● Requirement:
Turn the records below into a Markdown table with the columns Number and Text, one numbered row per line, leaving out any blank lines.

● Input:
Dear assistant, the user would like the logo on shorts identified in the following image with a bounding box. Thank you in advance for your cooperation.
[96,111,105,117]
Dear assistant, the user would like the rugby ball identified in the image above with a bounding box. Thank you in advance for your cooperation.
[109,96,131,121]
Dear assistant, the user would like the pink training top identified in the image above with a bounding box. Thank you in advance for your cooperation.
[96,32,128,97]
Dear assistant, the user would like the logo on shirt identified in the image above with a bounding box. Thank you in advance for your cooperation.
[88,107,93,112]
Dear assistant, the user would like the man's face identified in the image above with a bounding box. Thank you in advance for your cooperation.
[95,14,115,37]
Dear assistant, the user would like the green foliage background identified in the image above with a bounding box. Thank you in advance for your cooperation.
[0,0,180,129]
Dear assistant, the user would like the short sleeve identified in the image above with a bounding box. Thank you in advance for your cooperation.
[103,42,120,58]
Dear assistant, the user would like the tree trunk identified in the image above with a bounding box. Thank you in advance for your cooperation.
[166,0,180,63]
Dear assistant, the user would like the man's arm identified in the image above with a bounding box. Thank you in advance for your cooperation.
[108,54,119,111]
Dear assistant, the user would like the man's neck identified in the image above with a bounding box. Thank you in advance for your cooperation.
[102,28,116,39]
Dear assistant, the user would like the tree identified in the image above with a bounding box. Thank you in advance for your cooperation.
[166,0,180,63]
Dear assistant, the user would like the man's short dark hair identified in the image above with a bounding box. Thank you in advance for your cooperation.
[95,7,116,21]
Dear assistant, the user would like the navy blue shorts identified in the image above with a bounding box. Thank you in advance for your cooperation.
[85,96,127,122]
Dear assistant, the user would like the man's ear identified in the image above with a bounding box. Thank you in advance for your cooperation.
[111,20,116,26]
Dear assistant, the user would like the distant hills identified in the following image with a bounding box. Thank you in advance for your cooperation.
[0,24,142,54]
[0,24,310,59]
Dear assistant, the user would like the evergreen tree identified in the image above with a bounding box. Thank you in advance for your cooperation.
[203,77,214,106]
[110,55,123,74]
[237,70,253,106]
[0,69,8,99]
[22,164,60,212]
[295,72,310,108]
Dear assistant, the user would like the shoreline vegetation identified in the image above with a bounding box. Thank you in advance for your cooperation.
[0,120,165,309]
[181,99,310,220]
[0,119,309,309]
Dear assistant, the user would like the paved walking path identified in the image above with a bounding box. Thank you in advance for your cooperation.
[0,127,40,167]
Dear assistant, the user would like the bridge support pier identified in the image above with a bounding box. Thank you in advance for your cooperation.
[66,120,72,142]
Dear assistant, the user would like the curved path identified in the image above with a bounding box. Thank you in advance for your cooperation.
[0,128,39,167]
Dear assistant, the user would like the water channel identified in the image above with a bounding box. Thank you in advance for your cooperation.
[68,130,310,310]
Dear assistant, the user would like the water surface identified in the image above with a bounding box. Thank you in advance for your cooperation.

● Final result:
| Number | Text |
|---|---|
| 1 | Dear assistant, the user would like the logo on shorts identified in the following image with a bounding box. Thank you in advance for your cooperation. |
| 2 | [96,111,105,117] |
| 3 | Dear assistant, the user would like the rugby ball identified in the image above with a bounding box. Thank you in advance for your cooperation. |
| 4 | [109,96,131,121] |
| 5 | Dear assistant, the user would like the pink training top identified in the image above with a bounding box. Thank you in advance for your cooperation. |
| 6 | [96,32,128,97] |
| 7 | Dear assistant, the user would like the logo on shirt identified in the image above with a bounding box. Thank you in advance for your cooperation. |
| 8 | [88,107,93,112] |
| 9 | Dear assistant, the user would like the man's face identified in the image above with a bounding box. Thank you in advance for your cooperation. |
| 10 | [95,14,115,37] |
| 11 | Dear assistant, the user would like the green foliage background identified in the image above with a bounding box. Thank you in advance for your cooperation. |
| 12 | [0,0,180,129] |
| 13 | Dear assistant, the user would like the short sleeve identified in the image above with a bounding box. Thank you in advance for your cooperation. |
| 14 | [103,42,120,58] |
| 15 | Dear assistant, the user would like the tree trunk identified in the image above with a bounding box. Thank you in advance for your cooperation. |
| 16 | [166,0,180,63] |
| 17 | Dear assistant, the user would like the man's arm identified in the image above with a bounding box. Thank you in advance for your cooperation. |
| 18 | [108,54,119,111] |
| 19 | Dear assistant, the user would like the man's neck identified in the image above with a bounding box. Thank you in advance for your cooperation. |
| 20 | [102,28,116,39] |
| 21 | Dear assistant, the user would like the tree identified in the image above with a bounding box. Thank you in advance for your cooperation. |
| 22 | [166,0,180,63] |
| 23 | Dear assistant, the user would like the man's short dark hair identified in the image above with a bounding box. Thank you in advance for your cooperation. |
| 24 | [95,7,116,21] |
| 25 | Dear assistant, the user would like the navy blue shorts identified in the image above with a bounding box. Thank you in advance for your cooperation. |
| 26 | [85,96,127,122] |
| 27 | Dear assistant, the user would like the man's ear identified in the image above with a bounding box. Thank you in advance for your cooperation. |
| 28 | [111,20,116,26] |
| 29 | Dear assistant, the user would like the distant hills identified in the following image with a bounding box. Thank you in advance for your cooperation. |
| 30 | [0,24,142,54] |
| 31 | [0,24,310,59] |
| 32 | Dear assistant, the user would like the evergreen tree identified in the image above with a bounding box. Thank you in advance for your cooperation. |
| 33 | [203,77,214,106] |
| 34 | [110,55,123,74] |
| 35 | [237,70,253,106] |
| 36 | [0,69,8,99] |
| 37 | [22,164,60,212] |
| 38 | [295,72,310,108] |
| 39 | Dear assistant, the user would like the shoreline vegetation identified in the image above with a bounding box. Thank you in advance for your cooperation. |
| 40 | [0,120,165,309] |
| 41 | [181,99,310,220] |
| 42 | [0,119,309,309] |
| 43 | Dear assistant, the user would like the paved walking path identified in the image above with a bounding box. Thank you in advance for your cooperation. |
| 44 | [0,127,40,167] |
| 45 | Dear assistant, the user would like the bridge support pier identified in the image above with a bounding box. Thank you in advance for your cooperation. |
| 46 | [66,120,72,142] |
| 47 | Dear assistant, the user would like the curved path identified in the image above with a bounding box. Thank you in advance for your cooperation. |
| 48 | [0,128,39,167] |
| 49 | Dear assistant, the user would like the water channel identified in the image above with a bounding box. Thank you in advance for your cooperation. |
| 50 | [68,130,310,310] |
| 51 | Dear assistant, the user would like the water surface identified in the image above with a bounding box. Thank you in advance for your cooperation. |